#### Objective:
Will you reproduce each of the records below word for word, leaving every line unchanged?

#### Material for the task:
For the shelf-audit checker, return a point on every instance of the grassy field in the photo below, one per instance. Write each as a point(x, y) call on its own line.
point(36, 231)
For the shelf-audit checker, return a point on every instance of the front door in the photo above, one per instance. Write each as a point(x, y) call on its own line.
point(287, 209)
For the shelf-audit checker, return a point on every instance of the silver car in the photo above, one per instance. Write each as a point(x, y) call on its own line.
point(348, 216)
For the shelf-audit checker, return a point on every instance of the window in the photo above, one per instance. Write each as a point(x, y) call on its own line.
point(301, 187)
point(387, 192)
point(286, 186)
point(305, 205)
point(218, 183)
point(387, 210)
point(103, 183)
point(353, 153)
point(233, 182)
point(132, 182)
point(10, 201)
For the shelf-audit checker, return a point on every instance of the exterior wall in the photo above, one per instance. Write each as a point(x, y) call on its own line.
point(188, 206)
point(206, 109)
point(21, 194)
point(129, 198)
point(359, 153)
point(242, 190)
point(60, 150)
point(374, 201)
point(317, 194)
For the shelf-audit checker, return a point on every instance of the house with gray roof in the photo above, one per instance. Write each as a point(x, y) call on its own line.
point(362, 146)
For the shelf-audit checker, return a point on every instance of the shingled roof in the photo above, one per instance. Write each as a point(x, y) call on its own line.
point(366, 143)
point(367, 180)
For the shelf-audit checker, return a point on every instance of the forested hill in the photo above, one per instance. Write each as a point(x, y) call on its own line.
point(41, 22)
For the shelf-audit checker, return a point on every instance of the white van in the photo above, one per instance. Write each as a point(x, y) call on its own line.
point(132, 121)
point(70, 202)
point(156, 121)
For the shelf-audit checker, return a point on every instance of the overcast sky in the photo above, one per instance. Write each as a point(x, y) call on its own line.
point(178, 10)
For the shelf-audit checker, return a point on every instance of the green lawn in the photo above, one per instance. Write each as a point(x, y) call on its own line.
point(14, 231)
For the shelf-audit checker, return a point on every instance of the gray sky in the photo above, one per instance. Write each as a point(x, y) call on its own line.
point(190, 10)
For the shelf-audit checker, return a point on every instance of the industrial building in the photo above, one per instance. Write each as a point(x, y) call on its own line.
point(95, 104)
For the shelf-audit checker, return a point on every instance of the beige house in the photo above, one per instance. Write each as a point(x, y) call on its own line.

#### Exercise output:
For the shelf-audit checker, return a point on every instance of the grassy field in the photo below, one per instance. Write each as a point(x, y) call on its own line.
point(36, 231)
For the shelf-audit checker, return a point on every instance of the front door in the photo above, one per instance. Write each as a point(x, y) call on its own line.
point(287, 209)
For the shelf-audit checker, return a point on every instance of the silver car in the photo above, one per instance. Write each as a point(x, y) call on its own line.
point(348, 216)
For the shelf-audit checker, return a point on every instance of the window in the photo above, one per instance. Write each as a point(x, y) call on its own line.
point(301, 187)
point(387, 192)
point(286, 186)
point(305, 205)
point(218, 183)
point(387, 210)
point(103, 183)
point(353, 153)
point(233, 182)
point(132, 182)
point(10, 201)
For the shelf-audit checker, return a point on every instance of the exterior wall in the photo above, one per instance. Write each as a point(x, y) call on its own line.
point(188, 206)
point(206, 109)
point(21, 194)
point(129, 198)
point(359, 153)
point(242, 190)
point(60, 150)
point(374, 201)
point(317, 194)
For the shelf-audit checker, return a point on every instance of the house with gray roof in the photo above, one per instance. Write each as a point(x, y) call on its own line.
point(362, 146)
For the shelf-audit checker, return a point on every instance of the shingled roof in the photo above, one per instance. Write each as a point(x, y) call on its own line.
point(366, 143)
point(367, 180)
For the shelf-audit checker, return a point on every instance of the forested hill in the photo above, one per instance. Write each as a point(x, y) call on its own line.
point(41, 22)
For the shelf-audit checker, return a point on every instance of the white van in the photo above, one per instance. Write each as a point(x, y) call on its own line.
point(132, 121)
point(70, 202)
point(156, 121)
For the shelf-audit checker, return a point on every instance of the overcast sky in the photo above, one per instance. Write each as a point(x, y) call on its own line.
point(178, 10)
For the shelf-audit checker, return a point on every instance of the green lawn in the photo above, one per instance. Write each as a point(x, y) call on its own line.
point(14, 231)
For the shelf-audit checker, return a point on every instance of the gray sky in the photo above, one per instance. Write each as a point(x, y) call on its own line.
point(190, 10)
For the shelf-audit checker, return a point on every instance of the industrial building in the photo above, one per instance. Write each as a point(x, y) call on its own line.
point(95, 104)
For the shelf-audit checker, return a point on every instance of the beige house in the photo above, one per instance. Write each as a point(x, y) call on its own line.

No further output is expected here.